:: TEXT SHOWN ::
[Start]

From a whisk, I would say more like three quarters of it.

Paola Velez:
Okay. So I'll keep going whisk-y whisk-y.

Nancy Silverton:
Julia also would have loved this recipe or this technique because it doesn't involve...

Paola Velez:
A mixer?

Nancy Silverton:
A mixer. Not to say she was anti-mixer, I just think she just liked the old-school way of doing things by hand.

Paola Velez:
But also, I guess in France, there's not a lot of expendable kitchen space.

Nancy Silverton:
No. Exactly, exactly.

Paola Velez:
So yes, when I saw this recipe I was like, "Oh cool, I don't have to take out my mixer." Also because she kind of makes a lot of noise she's like... and I'm like, "Okay superstar." Okay, so I think I'm at that point.

Nancy Silverton:
Okay, now I'm going to ask you to grab another bowl, and this is something that's not imperative but I find it very helpful whenever I'm incorporating two mixtures together. And in this case, I'm going to be incorporating melted butter, or golden butter, with this egg and sugar mixture. What makes it easier for them to come together, to like each other, is to make their consistencies similar. And to do that, take a couple spoonfuls of your madeleine mix and put it in yet another bowl.

Paola Velez:

You're a couple of steps ahead of me, Chef.

Nancy Silverton:
So sorry.

Paola Velez:

Oh no, it's okay.

Nancy Silverton:
I'll wait for you.

Paola Velez:
I just don't want to mess up. I don't want to mess up. I want to [crosstalk 00:34:40].

Nancy Silverton:
I'll wait for you.

Paola Velez:
Okay, thank you Chef. I'm going to show you before I go to the next step, what do you think? It's good?

Nancy Silverton:
Great, perfect.

Paola Velez:
Okay. I'm going to...

[End]

:: DATA LINES ::

[Start]

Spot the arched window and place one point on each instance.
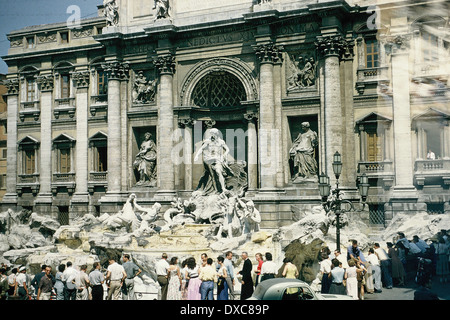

[End]

Reproduce the entire madeleine conversation transcript above, word for word, from its first line to its last.

:: THE OUTPUT ::
From a whisk, I would say more like three quarters of it.

Paola Velez:
Okay. So I'll keep going whisk-y whisk-y.

Nancy Silverton:
Julia also would have loved this recipe or this technique because it doesn't involve...

Paola Velez:
A mixer?

Nancy Silverton:
A mixer. Not to say she was anti-mixer, I just think she just liked the old-school way of doing things by hand.

Paola Velez:
But also, I guess in France, there's not a lot of expendable kitchen space.

Nancy Silverton:
No. Exactly, exactly.

Paola Velez:
So yes, when I saw this recipe I was like, "Oh cool, I don't have to take out my mixer." Also because she kind of makes a lot of noise she's like... and I'm like, "Okay superstar." Okay, so I think I'm at that point.

Nancy Silverton:
Okay, now I'm going to ask you to grab another bowl, and this is something that's not imperative but I find it very helpful whenever I'm incorporating two mixtures together. And in this case, I'm going to be incorporating melted butter, or golden butter, with this egg and sugar mixture. What makes it easier for them to come together, to like each other, is to make their consistencies similar. And to do that, take a couple spoonfuls of your madeleine mix and put it in yet another bowl.

Paola Velez:

You're a couple of steps ahead of me, Chef.

Nancy Silverton:
So sorry.

Paola Velez:

Oh no, it's okay.

Nancy Silverton:
I'll wait for you.

Paola Velez:
I just don't want to mess up. I don't want to mess up. I want to [crosstalk 00:34:40].

Nancy Silverton:
I'll wait for you.

Paola Velez:
Okay, thank you Chef. I'm going to show you before I go to the next step, what do you think? It's good?

Nancy Silverton:
Great, perfect.

Paola Velez:
Okay. I'm going to...